------ THE RECORDS ------

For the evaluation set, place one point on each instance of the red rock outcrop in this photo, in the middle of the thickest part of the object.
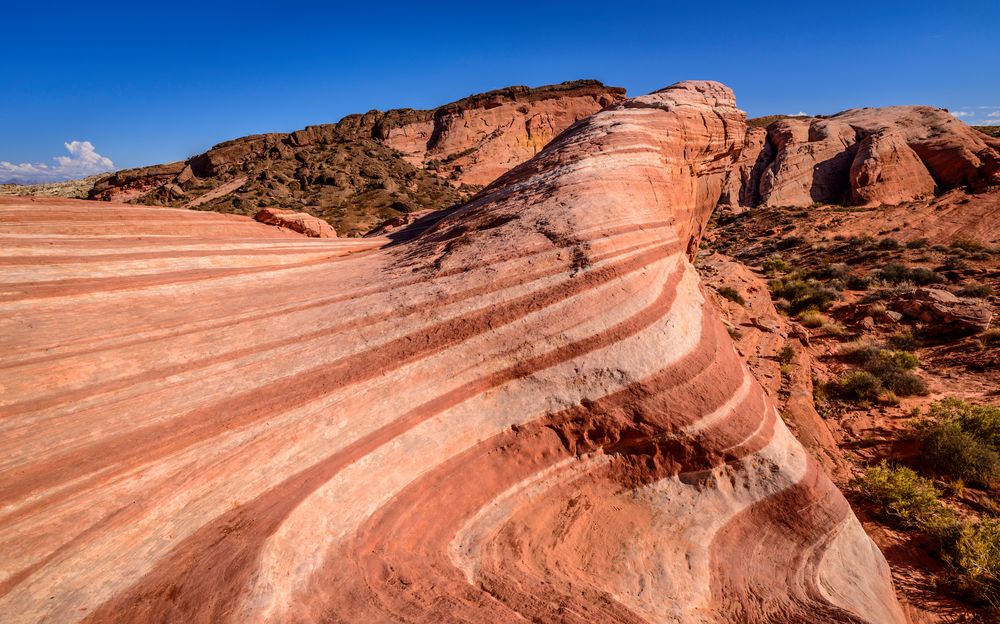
(528, 412)
(367, 168)
(869, 156)
(297, 222)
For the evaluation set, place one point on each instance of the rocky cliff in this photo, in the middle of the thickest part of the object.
(868, 156)
(371, 167)
(527, 412)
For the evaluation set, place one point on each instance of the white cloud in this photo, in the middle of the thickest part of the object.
(83, 161)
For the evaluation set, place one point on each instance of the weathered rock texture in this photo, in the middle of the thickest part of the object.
(297, 222)
(372, 167)
(868, 156)
(529, 412)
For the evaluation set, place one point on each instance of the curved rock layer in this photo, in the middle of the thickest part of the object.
(866, 156)
(529, 412)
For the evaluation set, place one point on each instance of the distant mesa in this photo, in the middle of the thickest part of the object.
(528, 412)
(867, 156)
(370, 167)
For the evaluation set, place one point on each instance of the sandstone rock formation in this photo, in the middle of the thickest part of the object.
(941, 312)
(368, 168)
(528, 412)
(300, 222)
(868, 156)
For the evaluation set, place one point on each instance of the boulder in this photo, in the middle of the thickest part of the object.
(528, 413)
(300, 222)
(944, 313)
(887, 171)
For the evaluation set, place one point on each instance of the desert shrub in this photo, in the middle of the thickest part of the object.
(895, 273)
(947, 449)
(967, 244)
(982, 421)
(881, 370)
(900, 495)
(953, 263)
(834, 328)
(858, 282)
(732, 294)
(836, 270)
(860, 387)
(888, 361)
(972, 551)
(789, 241)
(905, 384)
(975, 290)
(811, 319)
(775, 264)
(924, 277)
(903, 340)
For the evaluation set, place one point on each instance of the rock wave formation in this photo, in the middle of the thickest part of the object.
(867, 156)
(526, 412)
(371, 167)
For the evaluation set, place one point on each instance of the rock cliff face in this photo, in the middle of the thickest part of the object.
(529, 413)
(869, 156)
(371, 167)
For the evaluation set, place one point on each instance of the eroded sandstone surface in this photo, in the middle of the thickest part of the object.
(867, 156)
(371, 167)
(528, 411)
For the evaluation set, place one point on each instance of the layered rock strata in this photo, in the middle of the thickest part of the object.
(868, 156)
(368, 168)
(527, 412)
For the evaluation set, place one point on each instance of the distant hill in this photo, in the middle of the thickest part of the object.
(74, 189)
(370, 167)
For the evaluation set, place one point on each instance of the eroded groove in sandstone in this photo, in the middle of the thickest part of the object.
(527, 412)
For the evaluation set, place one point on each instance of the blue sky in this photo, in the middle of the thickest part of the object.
(144, 83)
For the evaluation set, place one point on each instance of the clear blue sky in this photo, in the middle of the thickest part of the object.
(156, 82)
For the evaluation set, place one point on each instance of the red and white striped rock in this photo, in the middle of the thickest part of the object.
(529, 412)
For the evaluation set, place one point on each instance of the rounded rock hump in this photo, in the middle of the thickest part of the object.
(527, 412)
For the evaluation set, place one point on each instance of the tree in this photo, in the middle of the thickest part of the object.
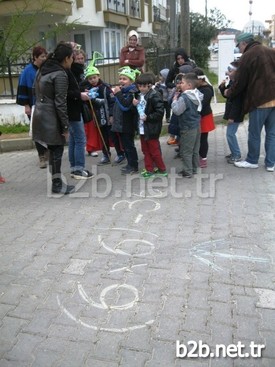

------

YOUR INSTRUCTIONS —
Could you write out the material again, starting at the line that contains "of the clear" and ending at the end of the material, swapping "photo" for "image" and changing nothing else? Leave the pictures out of your answer.

OUTPUT OF THE TASK —
For the evaluation set, place one point on each instance of the clear blue sky in this image, in the middle of the thickest part of the object.
(156, 82)
For the evaluation set, place one point on each instance of the red and white striped rock in this image, in the middle of the thickest part of the object.
(529, 412)
For the evaluation set, place one point on each instance of the rounded rock hump in this image, in the middle of the thickest part of the object.
(527, 412)
For the evaluation set, place one point on each instance of the tree in this image, in the middle of the thickest part of the object.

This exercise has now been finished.